▶ _Excerpt_:

· · · ·

Local traders fear they may miss the winter shopping season tooThe northern border has reopened, but only a small number of containers are being allowed to pass.
Local traders fear they may miss the winter shopping season too, like they lost the summer and festive shopping seasons due to delayed shipments, as their goods are again being held up at the northern border points.
The northern border with China reopened before the festive season in mid-October after being closed for several months, but only a small number of containers were allowed to pass. Hundreds of container trucks have been stranded on the other side of the border for a year.
“The goods ordered for the winter season are stuck at the transit point,” said Bachhu Poudel, president of the Nepal Trans Himalayan Border Commerce Association. “Not more than four-five containers are arriving daily from the bordering crossings at Kerung and Tatopani.”
According to him, only 10 percent of the shipments have been allowed through.
The two transit points with China had been shut since January 29 to prevent the spread of the coronavirus.
The Tatopani border, which had remained closed since the April 2015 earthquake, reopened on April 8 to allow medicines and health equipment from China to pass. Rasuwagadhi reopened only in the first week of July.

· · · ·

▶ _Recorded data_:
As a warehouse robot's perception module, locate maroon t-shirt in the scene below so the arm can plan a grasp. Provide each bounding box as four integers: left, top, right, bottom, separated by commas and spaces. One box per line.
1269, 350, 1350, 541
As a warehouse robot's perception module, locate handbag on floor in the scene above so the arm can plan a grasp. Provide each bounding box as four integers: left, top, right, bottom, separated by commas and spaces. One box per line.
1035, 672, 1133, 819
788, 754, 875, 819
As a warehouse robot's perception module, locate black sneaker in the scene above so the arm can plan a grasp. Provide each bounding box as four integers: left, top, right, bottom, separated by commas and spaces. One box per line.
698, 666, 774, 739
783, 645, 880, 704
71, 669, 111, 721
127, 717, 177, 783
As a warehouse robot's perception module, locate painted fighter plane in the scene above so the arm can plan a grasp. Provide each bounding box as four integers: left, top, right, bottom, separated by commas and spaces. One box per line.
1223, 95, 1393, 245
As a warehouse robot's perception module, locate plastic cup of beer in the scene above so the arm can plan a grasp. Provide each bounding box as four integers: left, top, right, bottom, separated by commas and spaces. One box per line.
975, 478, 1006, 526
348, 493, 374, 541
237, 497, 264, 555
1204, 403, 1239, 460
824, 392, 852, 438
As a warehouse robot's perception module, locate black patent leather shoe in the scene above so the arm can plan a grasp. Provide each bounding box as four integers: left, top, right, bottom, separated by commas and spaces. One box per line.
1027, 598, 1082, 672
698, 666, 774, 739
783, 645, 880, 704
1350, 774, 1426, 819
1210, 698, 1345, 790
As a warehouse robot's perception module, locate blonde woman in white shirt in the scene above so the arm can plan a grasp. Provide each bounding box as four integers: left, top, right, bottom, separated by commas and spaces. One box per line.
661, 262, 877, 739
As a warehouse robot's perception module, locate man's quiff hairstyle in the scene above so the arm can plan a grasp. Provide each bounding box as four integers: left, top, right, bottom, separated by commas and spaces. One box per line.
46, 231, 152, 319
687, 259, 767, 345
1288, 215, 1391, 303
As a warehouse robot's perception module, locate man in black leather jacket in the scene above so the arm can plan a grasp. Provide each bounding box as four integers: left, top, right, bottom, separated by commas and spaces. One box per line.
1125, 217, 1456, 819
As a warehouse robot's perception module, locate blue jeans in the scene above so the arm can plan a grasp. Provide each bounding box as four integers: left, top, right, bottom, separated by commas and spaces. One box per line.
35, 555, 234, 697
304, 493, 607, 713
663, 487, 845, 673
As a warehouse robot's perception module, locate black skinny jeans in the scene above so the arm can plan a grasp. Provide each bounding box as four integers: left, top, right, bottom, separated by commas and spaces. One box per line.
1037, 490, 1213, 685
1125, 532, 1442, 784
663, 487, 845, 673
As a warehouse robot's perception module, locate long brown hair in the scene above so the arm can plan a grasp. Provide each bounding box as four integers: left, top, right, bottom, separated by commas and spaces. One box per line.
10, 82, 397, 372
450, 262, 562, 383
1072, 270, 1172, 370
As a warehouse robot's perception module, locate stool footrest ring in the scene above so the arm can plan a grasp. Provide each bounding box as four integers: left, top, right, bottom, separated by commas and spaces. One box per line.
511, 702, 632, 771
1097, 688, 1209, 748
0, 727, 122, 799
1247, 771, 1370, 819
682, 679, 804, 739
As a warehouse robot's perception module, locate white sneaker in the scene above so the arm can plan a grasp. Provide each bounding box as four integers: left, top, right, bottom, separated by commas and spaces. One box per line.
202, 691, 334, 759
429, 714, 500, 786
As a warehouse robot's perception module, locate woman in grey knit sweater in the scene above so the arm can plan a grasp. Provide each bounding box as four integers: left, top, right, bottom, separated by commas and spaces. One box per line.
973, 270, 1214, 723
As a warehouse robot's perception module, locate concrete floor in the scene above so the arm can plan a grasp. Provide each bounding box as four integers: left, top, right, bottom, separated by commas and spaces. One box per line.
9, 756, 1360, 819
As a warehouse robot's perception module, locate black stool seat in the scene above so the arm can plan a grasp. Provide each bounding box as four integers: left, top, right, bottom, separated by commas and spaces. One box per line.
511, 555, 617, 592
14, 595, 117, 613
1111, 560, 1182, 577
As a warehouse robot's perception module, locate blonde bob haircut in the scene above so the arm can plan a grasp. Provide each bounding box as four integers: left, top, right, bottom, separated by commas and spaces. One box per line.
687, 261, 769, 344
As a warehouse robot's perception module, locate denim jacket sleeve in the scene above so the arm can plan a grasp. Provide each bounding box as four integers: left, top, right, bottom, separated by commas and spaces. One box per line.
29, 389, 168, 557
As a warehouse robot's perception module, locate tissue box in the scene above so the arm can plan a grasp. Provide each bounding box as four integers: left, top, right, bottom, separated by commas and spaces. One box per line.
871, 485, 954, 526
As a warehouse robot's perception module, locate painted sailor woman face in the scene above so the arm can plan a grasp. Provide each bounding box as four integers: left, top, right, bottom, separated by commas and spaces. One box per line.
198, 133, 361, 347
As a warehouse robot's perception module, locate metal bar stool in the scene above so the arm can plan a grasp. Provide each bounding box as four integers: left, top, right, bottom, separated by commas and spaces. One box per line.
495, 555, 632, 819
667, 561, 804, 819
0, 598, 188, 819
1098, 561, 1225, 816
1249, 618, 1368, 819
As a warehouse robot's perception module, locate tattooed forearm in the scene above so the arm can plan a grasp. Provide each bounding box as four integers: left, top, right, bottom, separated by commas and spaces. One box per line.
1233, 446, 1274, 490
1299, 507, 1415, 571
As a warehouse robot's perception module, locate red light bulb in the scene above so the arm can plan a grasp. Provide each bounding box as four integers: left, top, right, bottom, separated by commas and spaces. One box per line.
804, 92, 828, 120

· · · ·

▶ _Questions on the material_:
(1) In the article on stranded border shipments, since what date had the two transit points with China been shut?
(2) Rewrite the paragraph of the article on stranded border shipments that begins "The northern border with China reopened" as one shorter sentence that keeps its main facts.
(3) Print the article on stranded border shipments from "The Tatopani border, which" up to and including "week of July.".

▶ _Answer list_:
(1) January 29

(2) After months of closure, the northern border with China reopened in mid-October, before the festive season, but only a few containers were let through, and hundreds of container trucks have been stranded on the other side for a year.

(3)
The Tatopani border, which had remained closed since the April 2015 earthquake, reopened on April 8 to allow medicines and health equipment from China to pass. Rasuwagadhi reopened only in the first week of July.